■ Passage provided:
|
Home > Archive > SQL Anywhere database > December 2005 > multibyte sort order problems (japanese)
You are viewing an archived Text-only version of the thread.
To view this thread in it's original format and/or if you want to reply to
this thread please [click here]
| Author |
multibyte sort order problems (japanese)
|
|
| Ingo Eichinger 2005-12-16, 9:23 am |
| Hi all,
we received complaints from our customers in Japan that the
order of Japanese words is not satisfactory (using ASA
7.0.4.3519).
They say that the sort order seems to be case sensitive in
any case (no matter whether the database was initially
created as a case sensitive DB or a case insensitive DB), so
the order is something like 'ABCDEFabcdef' and should rather
be 'AaBbCcDdEeFf'.
We always use the default collation, resulting in a "932JPN"
on their japanese Windows XP.
I've already read about sort order problems in UTF-8 (but
not for other multibyte charsets and collations).
Is there anything we can do to provide a DB-based solution
to our customers?
TIA and kind regards,
Ingo
| |
| Pavel Karady 2005-12-19, 11:23 am |
| Writing a script will always help.
You can create a stored procedure which you will implement some sorting
algorithm in. But if your sorting is a result of ORDER BY clause (and I
guess that's what you are speaking about), then it gets a little more
complicated - you need to work with temporary tables, what can slow down
computing of the result set.
Before reading your post, I didn't even know that in japanese, there is
upper and lower case :)
Pavel
<Ingo Eichinger> wrote in message
news:43a2dc2e.37bd.1681692777@sybase.com...
> Hi all,
>
> we received complaints from our customers in Japan that the
> order of Japanese words is not satisfactory (using ASA
> 7.0.4.3519).
> They say that the sort order seems to be case sensitive in
> any case (no matter whether the database was initially
> created as a case sensitive DB or a case insensitive DB), so
> the order is something like 'ABCDEFabcdef' and should rather
> be 'AaBbCcDdEeFf'.
> We always use the default collation, resulting in a "932JPN"

■ Provided information:
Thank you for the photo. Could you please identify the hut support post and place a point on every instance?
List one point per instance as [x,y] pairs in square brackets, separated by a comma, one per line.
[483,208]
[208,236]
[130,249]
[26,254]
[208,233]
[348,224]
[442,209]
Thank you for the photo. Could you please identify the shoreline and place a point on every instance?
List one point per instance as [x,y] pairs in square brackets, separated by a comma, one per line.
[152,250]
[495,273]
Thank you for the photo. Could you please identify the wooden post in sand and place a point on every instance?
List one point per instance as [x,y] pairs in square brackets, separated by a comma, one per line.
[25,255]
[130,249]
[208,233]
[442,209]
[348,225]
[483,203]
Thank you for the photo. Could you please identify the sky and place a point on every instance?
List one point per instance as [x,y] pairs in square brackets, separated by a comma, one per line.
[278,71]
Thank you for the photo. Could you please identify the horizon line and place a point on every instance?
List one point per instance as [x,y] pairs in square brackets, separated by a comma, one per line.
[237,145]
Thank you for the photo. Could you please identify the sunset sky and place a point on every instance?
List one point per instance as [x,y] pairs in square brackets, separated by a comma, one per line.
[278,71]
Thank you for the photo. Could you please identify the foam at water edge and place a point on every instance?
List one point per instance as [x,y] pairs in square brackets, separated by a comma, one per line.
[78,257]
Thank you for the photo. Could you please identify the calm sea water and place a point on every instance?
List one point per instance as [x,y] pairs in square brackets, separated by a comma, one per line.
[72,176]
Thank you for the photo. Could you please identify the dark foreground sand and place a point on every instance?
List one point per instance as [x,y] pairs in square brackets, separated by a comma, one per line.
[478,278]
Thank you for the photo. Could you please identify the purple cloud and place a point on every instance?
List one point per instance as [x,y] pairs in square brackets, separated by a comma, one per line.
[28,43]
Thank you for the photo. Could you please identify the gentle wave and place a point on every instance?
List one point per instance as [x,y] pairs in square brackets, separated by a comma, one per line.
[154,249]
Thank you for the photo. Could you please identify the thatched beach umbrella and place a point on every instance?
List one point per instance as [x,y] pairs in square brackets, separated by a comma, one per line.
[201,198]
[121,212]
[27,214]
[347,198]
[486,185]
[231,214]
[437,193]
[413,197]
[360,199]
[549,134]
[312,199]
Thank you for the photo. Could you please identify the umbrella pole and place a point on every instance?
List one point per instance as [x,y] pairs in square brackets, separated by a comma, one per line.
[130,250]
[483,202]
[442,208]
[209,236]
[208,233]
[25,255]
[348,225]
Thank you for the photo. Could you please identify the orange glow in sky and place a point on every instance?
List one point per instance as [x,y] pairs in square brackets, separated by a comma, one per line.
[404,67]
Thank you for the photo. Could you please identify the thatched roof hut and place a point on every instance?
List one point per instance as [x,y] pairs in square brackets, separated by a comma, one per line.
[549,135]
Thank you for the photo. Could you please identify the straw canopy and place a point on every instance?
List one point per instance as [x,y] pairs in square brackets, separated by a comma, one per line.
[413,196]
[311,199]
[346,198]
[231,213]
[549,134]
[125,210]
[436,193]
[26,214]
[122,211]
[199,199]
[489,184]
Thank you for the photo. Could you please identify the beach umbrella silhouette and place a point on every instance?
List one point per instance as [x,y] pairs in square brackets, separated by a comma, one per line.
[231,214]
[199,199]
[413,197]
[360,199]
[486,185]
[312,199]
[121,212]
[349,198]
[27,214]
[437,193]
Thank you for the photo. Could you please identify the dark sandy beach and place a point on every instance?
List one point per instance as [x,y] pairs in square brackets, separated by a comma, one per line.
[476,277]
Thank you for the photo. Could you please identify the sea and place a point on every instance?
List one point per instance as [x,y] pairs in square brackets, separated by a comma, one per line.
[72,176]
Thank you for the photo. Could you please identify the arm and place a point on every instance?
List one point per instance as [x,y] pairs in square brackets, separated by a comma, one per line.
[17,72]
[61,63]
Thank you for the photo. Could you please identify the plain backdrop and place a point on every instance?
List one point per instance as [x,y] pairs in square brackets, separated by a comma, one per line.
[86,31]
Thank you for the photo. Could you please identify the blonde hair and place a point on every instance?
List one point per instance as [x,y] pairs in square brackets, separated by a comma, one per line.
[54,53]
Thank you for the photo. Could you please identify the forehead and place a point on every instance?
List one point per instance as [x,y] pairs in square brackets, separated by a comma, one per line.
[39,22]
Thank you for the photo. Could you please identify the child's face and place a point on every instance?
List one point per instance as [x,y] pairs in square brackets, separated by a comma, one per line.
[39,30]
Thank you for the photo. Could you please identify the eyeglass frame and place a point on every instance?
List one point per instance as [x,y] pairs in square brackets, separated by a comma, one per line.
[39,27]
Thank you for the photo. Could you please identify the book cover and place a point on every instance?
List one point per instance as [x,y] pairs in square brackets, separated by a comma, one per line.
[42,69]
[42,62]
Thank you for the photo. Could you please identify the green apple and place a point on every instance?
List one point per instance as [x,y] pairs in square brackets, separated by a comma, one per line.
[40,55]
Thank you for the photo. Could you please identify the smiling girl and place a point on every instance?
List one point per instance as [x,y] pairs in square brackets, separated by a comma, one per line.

■ Objectives:
**a)** Please list every level of the navigation path at the top of the sort-order thread, in the order shown.
**b)** Carry on the sort-order thread from its last line onward.
The items have nothing to do with the forum thread on Japanese sort order.

■ Outputs in order:
**a)** Home, Archive, SQL Anywhere database, December 2005, multibyte sort order problems (japanese)

**b)**
> on their japanese Windows XP.
> I've already read about sort order problems in UTF-8 (but
> not for other multibyte charsets and collations).
>
> Is there anything we can do to provide a DB-based solution
> to our customers?
>
> TIA and kind regards,
> Ingo
| |
| John Smirnios 2005-12-20, 9:23 am |
| It sounds like your customers are looking for what is called multi-level
sorts but ASA collations do not handle that. To get that behaviour, you
must use the SORTKEY() function -- consult your documentation for how to
use it.
-john.
--
John Smirnios
Senior Software Developer
iAnywhere Solutions Engineering
Whitepapers, TechDocs, bug fixes are all available through the iAnywhere
Developer Community at http://www.ianywhere.com/developer
Ingo Eichinger wrote:
> Hi all,
>
> we received complaints from our customers in Japan that the
> order of Japanese words is not satisfactory (using ASA
> 7.0.4.3519).
> They say that the sort order seems to be case sensitive in
> any case (no matter whether the database was initially
> created as a case sensitive DB or a case insensitive DB), so
> the order is something like 'ABCDEFabcdef' and should rather
> be 'AaBbCcDdEeFf'.
> We always use the default collation, resulting in a "932JPN"
> on their japanese Windows XP.
> I've already read about sort order problems in UTF-8 (but
> not for other multibyte charsets and collations).
>
> Is there anything we can do to provide a DB-based solution
> to our customers?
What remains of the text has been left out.